** Reading text **
-----
In delivering its judgment and holding that mens rea is not an element of the offence the Supreme Court states:
In summary, the language and statutory context of the section support this view; there is an absence of language in s 126 suggesting the contrary; the subject matter of the statute is the regulation of land use in the public interest, including the conservation of native vegetation and the maintenance of ecological processes and genetic diversity; that subject matter is properly characterisable as regulatory and involving matters of public interest of a kind in which statutory offences have been recognised which do not require proof of mens rea; the imposition of liability without proof of mens rea will directly respond to difficulties of proof otherwise inherent in effective enforcement of the planning scheme, will impose a burden upon owners in circumstances where owners ordinarily have a capacity to manage what occurs on their land, and will have a general deterrent effect; and, lastly, neither the gravity of the offence, nor the penalty applicable, support the view that Parliament intended mens rea be a necessary element of the offence.
-----
** Data shown **
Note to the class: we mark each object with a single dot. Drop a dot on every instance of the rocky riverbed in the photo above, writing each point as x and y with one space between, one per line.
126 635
-----
** Your instructions **
Reproduce the passage above on the Supreme Court's holding about mens rea word for word, in full.

** Solved exercise **
In delivering its judgment and holding that mens rea is not an element of the offence the Supreme Court states:
In summary, the language and statutory context of the section support this view; there is an absence of language in s 126 suggesting the contrary; the subject matter of the statute is the regulation of land use in the public interest, including the conservation of native vegetation and the maintenance of ecological processes and genetic diversity; that subject matter is properly characterisable as regulatory and involving matters of public interest of a kind in which statutory offences have been recognised which do not require proof of mens rea; the imposition of liability without proof of mens rea will directly respond to difficulties of proof otherwise inherent in effective enforcement of the planning scheme, will impose a burden upon owners in circumstances where owners ordinarily have a capacity to manage what occurs on their land, and will have a general deterrent effect; and, lastly, neither the gravity of the offence, nor the penalty applicable, support the view that Parliament intended mens rea be a necessary element of the offence.